_RECORDS FOR THE TASK_.
━━━
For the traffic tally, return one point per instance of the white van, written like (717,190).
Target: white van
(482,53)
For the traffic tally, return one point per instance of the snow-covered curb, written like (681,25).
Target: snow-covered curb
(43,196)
━━━
_EXERCISE DIRECTIONS_.
Rewrite every line of the listing above, requests included, and raise each coordinate in the answers by 148. Leave the requests and their sample points unchanged.

_THE REPLY_.
For the traffic tally, return one point per instance of the white van, written like (717,190).
Target: white van
(630,201)
For the traffic tally, return one point per instance of the snow-covered curb, written like (681,25).
Target: snow-covered curb
(191,344)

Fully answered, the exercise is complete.